DATA TO USE:

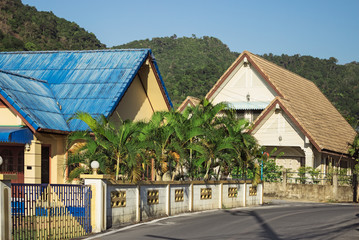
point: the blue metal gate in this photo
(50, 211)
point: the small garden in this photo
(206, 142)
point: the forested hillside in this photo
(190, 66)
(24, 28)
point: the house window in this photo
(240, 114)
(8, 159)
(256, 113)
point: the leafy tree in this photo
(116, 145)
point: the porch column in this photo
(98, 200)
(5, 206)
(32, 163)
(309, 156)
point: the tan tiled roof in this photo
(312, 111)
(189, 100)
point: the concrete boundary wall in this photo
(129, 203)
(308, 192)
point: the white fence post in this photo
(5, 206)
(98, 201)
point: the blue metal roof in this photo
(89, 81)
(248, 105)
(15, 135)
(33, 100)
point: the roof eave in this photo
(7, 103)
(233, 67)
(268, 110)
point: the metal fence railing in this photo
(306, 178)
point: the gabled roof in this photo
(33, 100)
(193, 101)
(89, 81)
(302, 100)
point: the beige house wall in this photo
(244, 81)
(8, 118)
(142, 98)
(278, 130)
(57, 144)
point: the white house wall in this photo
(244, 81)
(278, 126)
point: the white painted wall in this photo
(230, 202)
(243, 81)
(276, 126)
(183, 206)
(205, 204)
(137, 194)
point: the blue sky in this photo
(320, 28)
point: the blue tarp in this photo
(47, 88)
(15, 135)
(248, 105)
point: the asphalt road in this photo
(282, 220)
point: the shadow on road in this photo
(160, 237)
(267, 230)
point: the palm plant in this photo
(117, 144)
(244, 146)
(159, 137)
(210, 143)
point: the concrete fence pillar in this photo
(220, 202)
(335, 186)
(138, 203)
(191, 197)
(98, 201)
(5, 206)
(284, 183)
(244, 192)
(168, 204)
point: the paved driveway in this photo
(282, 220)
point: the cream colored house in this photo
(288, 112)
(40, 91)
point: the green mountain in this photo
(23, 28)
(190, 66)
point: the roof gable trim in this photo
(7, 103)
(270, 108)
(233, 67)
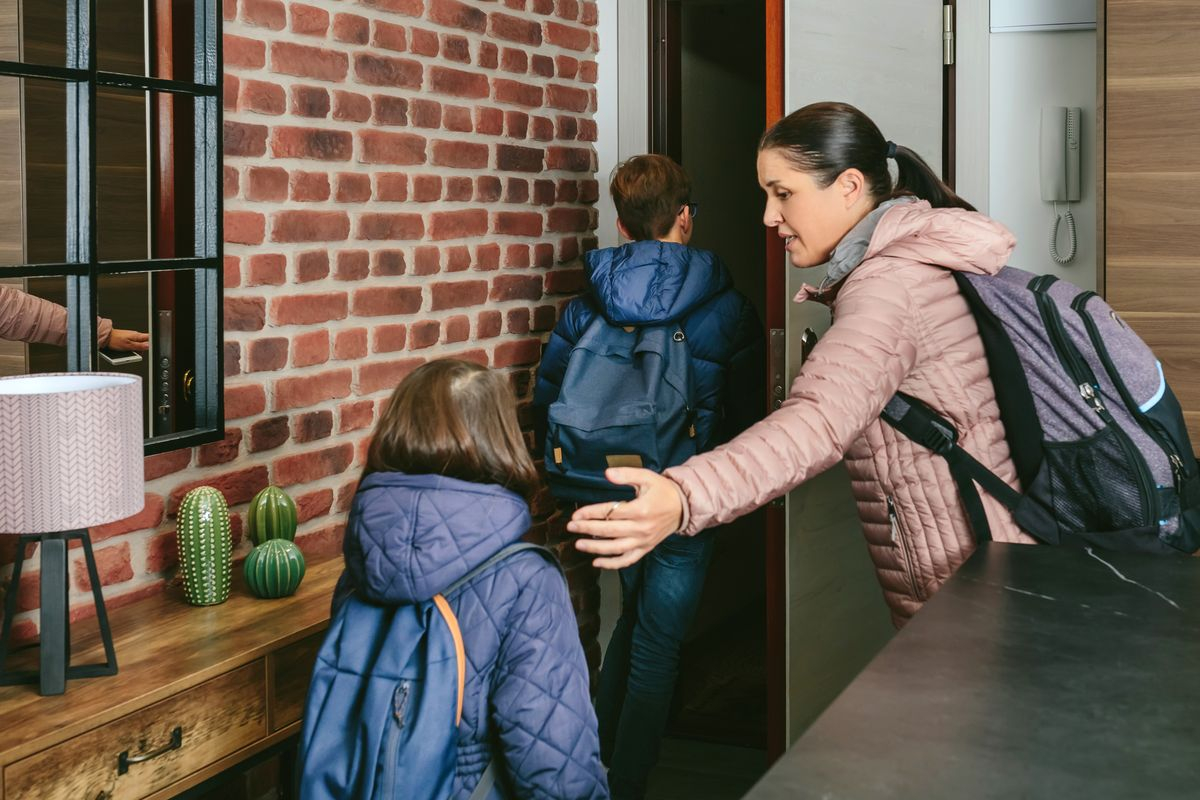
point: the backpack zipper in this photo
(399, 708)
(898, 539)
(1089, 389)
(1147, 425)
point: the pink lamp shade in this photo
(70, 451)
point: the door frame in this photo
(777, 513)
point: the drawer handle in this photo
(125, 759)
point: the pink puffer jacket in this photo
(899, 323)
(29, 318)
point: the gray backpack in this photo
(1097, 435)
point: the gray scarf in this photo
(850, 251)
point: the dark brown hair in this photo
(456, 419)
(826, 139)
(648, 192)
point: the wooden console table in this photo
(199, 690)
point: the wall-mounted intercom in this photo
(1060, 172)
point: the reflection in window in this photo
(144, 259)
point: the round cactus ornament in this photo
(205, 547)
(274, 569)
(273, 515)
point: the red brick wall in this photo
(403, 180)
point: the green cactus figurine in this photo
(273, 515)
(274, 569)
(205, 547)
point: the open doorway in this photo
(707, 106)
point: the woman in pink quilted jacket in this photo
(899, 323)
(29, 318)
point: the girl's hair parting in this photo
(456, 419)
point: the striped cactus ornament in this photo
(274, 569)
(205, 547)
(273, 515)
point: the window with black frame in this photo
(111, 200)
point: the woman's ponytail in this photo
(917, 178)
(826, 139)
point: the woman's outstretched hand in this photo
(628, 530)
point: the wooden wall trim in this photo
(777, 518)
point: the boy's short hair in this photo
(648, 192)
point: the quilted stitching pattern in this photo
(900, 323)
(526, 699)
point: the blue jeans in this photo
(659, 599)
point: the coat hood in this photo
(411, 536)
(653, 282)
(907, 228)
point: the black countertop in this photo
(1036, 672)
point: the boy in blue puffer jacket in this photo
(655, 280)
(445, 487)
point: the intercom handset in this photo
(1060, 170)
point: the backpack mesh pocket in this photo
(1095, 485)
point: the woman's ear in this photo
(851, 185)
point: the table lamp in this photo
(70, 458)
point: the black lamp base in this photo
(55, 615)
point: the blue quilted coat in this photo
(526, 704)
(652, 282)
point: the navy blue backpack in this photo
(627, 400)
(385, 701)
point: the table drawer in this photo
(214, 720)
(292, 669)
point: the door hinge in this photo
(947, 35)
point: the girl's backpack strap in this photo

TASK INSTRUCTIONS: Leave the images out as you retype each line of the material exactly.

EXERCISE OUTPUT:
point: the blue metal gate in this photo
(50, 211)
point: the small garden in this photo
(206, 142)
point: the forested hillside in this photo
(190, 66)
(24, 28)
point: the house window in this photo
(240, 114)
(8, 159)
(256, 113)
point: the leafy tree in this photo
(116, 145)
point: the porch column in this photo
(98, 200)
(5, 206)
(32, 163)
(309, 156)
point: the tan tiled roof in this photo
(312, 111)
(189, 100)
point: the concrete boundary wall in this photo
(129, 203)
(308, 192)
point: the white fence post in this photo
(5, 206)
(98, 201)
point: the blue metal roof in this photo
(89, 81)
(248, 105)
(15, 135)
(33, 100)
point: the roof eave in this photo
(7, 103)
(233, 67)
(268, 110)
point: the metal fence railing in this photo
(306, 178)
point: the gabled roof in this photo
(33, 100)
(193, 101)
(89, 81)
(302, 100)
point: the beige house wall in this photo
(244, 81)
(8, 118)
(142, 98)
(278, 130)
(57, 144)
point: the white house wall in this photo
(244, 81)
(278, 126)
point: the white painted wall in this photo
(230, 202)
(243, 81)
(276, 126)
(183, 206)
(205, 204)
(137, 194)
point: the blue sky in this photo
(320, 28)
point: the blue tarp in this photo
(47, 88)
(15, 135)
(248, 105)
point: the asphalt road in this photo
(282, 220)
point: the shadow on road in this photo
(160, 237)
(267, 230)
point: the palm plant in this photo
(117, 144)
(244, 146)
(159, 137)
(210, 143)
point: the concrete fence pillar in this photo
(220, 202)
(335, 186)
(138, 203)
(191, 197)
(98, 201)
(5, 206)
(284, 183)
(244, 192)
(168, 204)
point: the paved driveway in this photo
(282, 220)
point: the cream colored house in this photo
(288, 112)
(40, 91)
point: the green mountain in this photo
(23, 28)
(190, 66)
point: the roof gable trim in this photo
(7, 103)
(270, 108)
(233, 67)
point: the backpack zipper in this photo
(399, 708)
(898, 539)
(1089, 389)
(1147, 425)
point: the pink lamp shade in this photo
(70, 451)
point: the door frame in this photo
(777, 513)
point: the drawer handle in this photo
(125, 759)
point: the pink puffer jacket in this photo
(899, 323)
(29, 318)
point: the gray backpack in this photo
(1097, 435)
point: the gray scarf in this photo
(850, 251)
point: the dark brown hair in this photo
(456, 419)
(826, 139)
(648, 192)
point: the wooden console table in this photo
(199, 690)
point: the wall-mounted intercom in this photo
(1060, 172)
point: the reflection in window in this photo
(144, 259)
point: the round cactus ornament in this photo
(205, 547)
(274, 569)
(273, 515)
point: the red brick wall in this photo
(403, 180)
point: the green cactus figurine in this photo
(273, 515)
(274, 569)
(205, 547)
point: the open doorway in this photo
(707, 106)
point: the woman in pink quilted jacket in this photo
(899, 323)
(29, 318)
point: the girl's hair parting in this photo
(456, 419)
point: the striped cactus ornament in this photo
(274, 569)
(205, 547)
(273, 515)
point: the window with black frame in this photo
(111, 200)
point: the woman's ponytail in this photo
(917, 178)
(826, 139)
point: the woman's outstretched hand in this photo
(628, 530)
point: the wooden wall trim in this photo
(777, 518)
point: the boy's short hair in this photo
(648, 192)
point: the quilted stitching pattern in this photo
(900, 323)
(526, 699)
point: the blue jeans in this photo
(659, 599)
point: the coat hood in this photo
(411, 536)
(653, 282)
(907, 228)
point: the black countertop in this photo
(1036, 672)
point: the boy in blue puffer jacket in this photo
(655, 280)
(445, 487)
point: the intercom handset in this photo
(1060, 170)
point: the backpack mesh pocket in this photo
(1095, 485)
point: the woman's ear in this photo
(851, 185)
point: the table lamp in this photo
(70, 458)
point: the black lamp base in this photo
(55, 615)
point: the blue quilted coat in this photo
(526, 704)
(652, 282)
point: the navy blue backpack in this photo
(627, 400)
(385, 701)
point: the table drawer in this photo
(214, 720)
(292, 669)
point: the door hinge in this photo
(947, 35)
point: the girl's backpack strap in this photo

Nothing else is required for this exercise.